ENTRIES SUPPLIED
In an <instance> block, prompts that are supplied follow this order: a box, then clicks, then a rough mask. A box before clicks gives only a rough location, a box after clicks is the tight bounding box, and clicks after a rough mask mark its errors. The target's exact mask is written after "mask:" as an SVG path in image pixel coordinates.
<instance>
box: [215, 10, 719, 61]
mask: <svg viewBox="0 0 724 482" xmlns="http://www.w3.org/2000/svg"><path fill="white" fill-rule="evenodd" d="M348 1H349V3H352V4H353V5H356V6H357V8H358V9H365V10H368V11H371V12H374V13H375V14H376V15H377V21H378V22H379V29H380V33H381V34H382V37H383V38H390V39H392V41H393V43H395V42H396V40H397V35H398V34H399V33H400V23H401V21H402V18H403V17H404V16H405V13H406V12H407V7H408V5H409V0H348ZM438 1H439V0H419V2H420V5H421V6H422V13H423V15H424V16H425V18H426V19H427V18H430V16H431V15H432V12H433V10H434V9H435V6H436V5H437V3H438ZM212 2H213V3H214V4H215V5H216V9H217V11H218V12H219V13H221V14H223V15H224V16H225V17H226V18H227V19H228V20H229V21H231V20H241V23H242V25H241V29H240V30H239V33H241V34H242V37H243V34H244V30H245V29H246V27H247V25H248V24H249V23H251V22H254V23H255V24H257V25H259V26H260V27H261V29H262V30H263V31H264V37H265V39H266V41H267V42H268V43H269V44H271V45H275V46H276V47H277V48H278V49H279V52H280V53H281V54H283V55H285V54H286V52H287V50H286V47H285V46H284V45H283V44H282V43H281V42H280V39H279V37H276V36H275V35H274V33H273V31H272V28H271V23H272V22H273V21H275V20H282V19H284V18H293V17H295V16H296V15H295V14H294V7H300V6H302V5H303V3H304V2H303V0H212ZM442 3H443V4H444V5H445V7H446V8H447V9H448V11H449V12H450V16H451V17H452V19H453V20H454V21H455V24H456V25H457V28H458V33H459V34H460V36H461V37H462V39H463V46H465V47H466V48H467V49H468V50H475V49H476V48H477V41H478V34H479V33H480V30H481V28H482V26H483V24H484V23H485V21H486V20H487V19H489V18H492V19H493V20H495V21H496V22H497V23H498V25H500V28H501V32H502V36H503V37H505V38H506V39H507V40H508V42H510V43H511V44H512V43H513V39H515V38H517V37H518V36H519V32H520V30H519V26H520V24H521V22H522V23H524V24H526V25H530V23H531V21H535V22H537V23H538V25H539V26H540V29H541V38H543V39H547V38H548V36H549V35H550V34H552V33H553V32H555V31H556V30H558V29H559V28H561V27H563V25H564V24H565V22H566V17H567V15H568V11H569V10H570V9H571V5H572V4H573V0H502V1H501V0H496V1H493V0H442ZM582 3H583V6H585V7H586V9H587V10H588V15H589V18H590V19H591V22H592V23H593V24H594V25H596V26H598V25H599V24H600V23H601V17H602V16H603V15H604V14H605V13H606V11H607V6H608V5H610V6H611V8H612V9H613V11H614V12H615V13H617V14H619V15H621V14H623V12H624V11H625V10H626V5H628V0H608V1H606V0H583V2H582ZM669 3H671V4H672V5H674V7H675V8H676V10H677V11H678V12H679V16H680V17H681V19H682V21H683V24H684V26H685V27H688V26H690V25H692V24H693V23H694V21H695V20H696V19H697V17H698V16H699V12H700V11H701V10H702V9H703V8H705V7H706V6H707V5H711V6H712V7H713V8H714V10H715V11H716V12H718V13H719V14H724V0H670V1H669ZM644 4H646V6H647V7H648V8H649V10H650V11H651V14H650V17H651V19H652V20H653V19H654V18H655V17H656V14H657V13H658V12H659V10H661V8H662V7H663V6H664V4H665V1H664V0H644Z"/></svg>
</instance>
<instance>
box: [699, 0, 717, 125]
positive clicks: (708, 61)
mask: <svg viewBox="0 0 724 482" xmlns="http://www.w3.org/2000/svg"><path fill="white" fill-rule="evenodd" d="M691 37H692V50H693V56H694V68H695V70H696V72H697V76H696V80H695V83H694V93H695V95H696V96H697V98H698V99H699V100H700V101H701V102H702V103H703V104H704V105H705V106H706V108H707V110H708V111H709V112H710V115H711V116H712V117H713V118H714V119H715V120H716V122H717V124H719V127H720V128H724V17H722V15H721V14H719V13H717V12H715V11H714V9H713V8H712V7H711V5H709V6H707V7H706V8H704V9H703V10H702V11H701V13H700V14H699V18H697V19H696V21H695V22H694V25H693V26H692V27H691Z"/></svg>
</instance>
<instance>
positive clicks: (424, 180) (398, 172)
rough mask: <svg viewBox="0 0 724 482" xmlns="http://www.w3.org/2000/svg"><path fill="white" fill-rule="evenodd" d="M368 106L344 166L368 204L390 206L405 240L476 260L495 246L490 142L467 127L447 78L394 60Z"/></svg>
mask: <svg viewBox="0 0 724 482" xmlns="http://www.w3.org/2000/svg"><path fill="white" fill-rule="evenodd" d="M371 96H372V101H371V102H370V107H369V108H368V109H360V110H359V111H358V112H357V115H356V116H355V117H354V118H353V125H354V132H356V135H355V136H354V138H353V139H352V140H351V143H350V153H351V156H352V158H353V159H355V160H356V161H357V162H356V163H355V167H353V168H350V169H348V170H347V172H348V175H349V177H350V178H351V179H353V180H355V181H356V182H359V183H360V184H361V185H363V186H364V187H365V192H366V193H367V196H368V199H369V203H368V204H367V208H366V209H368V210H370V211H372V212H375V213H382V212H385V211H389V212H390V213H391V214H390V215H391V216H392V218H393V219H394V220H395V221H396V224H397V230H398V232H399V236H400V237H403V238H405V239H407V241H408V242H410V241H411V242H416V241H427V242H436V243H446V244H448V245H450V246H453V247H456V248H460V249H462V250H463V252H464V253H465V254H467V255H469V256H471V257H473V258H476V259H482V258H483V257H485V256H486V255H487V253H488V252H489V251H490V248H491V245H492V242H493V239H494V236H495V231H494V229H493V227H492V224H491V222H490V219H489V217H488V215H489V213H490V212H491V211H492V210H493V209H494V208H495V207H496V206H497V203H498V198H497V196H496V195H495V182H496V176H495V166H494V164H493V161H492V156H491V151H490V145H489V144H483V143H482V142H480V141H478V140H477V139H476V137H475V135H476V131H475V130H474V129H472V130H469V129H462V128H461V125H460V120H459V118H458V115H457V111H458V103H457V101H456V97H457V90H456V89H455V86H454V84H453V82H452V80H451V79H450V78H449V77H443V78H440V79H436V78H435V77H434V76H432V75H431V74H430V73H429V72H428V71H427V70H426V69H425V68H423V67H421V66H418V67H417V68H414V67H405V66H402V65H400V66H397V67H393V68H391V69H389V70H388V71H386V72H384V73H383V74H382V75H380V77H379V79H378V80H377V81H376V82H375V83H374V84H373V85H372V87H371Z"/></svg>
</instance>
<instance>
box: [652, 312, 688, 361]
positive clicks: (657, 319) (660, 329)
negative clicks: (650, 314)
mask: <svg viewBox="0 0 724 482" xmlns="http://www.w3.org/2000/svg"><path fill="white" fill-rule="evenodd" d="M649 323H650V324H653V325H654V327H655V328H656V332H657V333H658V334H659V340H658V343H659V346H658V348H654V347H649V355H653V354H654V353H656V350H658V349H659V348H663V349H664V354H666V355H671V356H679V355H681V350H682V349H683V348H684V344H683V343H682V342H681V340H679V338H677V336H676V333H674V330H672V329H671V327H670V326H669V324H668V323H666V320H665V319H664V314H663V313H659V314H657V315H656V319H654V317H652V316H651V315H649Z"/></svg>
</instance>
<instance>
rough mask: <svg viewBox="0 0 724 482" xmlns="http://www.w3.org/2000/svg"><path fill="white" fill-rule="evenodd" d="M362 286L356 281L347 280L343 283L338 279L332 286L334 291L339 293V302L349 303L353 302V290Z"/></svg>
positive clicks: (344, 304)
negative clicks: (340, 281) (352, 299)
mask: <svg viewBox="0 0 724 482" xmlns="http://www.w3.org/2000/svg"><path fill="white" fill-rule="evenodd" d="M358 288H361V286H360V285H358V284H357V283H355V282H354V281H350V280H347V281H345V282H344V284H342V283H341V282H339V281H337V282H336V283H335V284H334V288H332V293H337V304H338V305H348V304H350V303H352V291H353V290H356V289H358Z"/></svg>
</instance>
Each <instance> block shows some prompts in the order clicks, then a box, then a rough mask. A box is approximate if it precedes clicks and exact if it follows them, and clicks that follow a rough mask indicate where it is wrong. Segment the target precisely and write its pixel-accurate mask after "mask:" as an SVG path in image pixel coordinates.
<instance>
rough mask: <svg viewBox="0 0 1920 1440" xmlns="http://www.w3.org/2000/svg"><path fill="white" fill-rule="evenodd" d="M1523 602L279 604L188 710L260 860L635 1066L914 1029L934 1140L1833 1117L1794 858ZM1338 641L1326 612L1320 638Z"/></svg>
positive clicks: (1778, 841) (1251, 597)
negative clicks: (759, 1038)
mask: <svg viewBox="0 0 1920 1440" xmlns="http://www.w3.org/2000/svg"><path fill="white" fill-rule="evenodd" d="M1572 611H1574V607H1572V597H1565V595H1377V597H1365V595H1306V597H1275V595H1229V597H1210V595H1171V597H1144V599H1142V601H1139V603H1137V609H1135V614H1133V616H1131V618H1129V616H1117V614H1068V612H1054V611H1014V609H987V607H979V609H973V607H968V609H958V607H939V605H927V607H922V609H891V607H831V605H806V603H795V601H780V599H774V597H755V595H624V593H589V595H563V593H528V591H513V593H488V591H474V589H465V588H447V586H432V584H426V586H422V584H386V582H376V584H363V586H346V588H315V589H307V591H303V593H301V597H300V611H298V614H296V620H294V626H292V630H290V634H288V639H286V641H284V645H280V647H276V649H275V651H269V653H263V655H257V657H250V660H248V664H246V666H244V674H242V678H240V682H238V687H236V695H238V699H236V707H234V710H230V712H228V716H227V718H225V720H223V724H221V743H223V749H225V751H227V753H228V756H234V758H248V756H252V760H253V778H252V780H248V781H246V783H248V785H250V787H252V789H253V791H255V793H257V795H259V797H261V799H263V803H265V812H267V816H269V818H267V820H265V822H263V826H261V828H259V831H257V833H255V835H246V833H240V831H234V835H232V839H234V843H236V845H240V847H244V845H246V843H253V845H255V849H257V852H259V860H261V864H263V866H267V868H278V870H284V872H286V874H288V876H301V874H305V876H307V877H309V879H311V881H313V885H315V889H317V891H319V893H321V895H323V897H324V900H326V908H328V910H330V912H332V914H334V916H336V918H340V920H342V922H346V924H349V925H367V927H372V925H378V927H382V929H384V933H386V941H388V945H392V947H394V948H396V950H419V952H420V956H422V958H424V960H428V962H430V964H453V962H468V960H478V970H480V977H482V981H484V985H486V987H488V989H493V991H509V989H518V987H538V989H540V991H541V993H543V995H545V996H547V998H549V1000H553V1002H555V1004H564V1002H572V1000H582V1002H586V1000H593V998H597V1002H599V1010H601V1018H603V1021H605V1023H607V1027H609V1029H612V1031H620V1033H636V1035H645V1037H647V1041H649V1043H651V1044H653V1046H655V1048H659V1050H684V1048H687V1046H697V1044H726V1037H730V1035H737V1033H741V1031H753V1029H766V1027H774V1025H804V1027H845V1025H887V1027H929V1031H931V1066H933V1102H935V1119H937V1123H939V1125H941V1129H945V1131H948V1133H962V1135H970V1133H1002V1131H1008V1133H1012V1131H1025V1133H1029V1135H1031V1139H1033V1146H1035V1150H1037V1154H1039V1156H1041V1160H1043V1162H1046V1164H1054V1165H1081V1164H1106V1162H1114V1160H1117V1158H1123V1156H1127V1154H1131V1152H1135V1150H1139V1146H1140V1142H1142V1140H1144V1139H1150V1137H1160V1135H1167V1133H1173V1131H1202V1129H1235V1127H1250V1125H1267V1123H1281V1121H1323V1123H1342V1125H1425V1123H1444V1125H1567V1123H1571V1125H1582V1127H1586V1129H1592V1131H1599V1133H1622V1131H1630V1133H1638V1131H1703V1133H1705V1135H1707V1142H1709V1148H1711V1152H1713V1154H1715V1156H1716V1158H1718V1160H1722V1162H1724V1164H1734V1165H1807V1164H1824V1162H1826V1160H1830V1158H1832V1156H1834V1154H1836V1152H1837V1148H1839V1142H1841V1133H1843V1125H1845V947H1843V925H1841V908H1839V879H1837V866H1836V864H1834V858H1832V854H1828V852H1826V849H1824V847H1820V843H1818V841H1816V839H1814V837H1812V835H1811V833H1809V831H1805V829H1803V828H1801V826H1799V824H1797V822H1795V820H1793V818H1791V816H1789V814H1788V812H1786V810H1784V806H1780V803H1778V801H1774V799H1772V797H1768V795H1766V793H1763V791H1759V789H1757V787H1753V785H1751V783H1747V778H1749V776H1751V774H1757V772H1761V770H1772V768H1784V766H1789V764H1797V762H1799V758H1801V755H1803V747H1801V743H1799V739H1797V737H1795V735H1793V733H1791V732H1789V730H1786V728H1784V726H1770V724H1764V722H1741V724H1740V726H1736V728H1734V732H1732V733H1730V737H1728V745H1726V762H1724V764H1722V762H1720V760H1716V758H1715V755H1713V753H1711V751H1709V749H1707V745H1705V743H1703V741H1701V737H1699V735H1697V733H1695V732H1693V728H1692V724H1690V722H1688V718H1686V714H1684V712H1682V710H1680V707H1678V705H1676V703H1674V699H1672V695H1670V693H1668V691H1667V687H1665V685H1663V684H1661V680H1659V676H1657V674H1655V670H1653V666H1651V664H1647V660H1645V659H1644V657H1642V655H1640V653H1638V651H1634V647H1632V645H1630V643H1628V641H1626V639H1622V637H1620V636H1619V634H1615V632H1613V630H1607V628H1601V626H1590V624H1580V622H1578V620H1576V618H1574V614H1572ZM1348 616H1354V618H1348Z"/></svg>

ACTIVITY
Everything from the line with "box: [699, 0, 717, 125]" through the line with "positive clicks: (424, 180) (398, 172)" in the listing above must be retyped exactly, with nothing added.

RESPONSE
box: [699, 0, 717, 125]
positive clicks: (708, 61)
mask: <svg viewBox="0 0 724 482" xmlns="http://www.w3.org/2000/svg"><path fill="white" fill-rule="evenodd" d="M691 37H692V50H693V56H694V68H695V70H696V72H697V76H696V80H695V83H694V93H695V95H696V96H697V98H698V99H699V100H700V101H701V102H702V103H703V104H704V105H705V106H706V108H707V110H708V111H709V112H710V115H711V116H712V117H713V118H714V119H715V120H716V122H717V124H719V127H720V128H724V17H722V15H721V14H719V13H717V12H715V11H714V9H713V8H712V7H711V5H709V6H707V7H706V8H704V9H703V10H702V11H701V13H700V14H699V18H697V19H696V21H695V22H694V25H693V26H692V27H691Z"/></svg>
</instance>
<instance>
positive clicks: (424, 180) (398, 172)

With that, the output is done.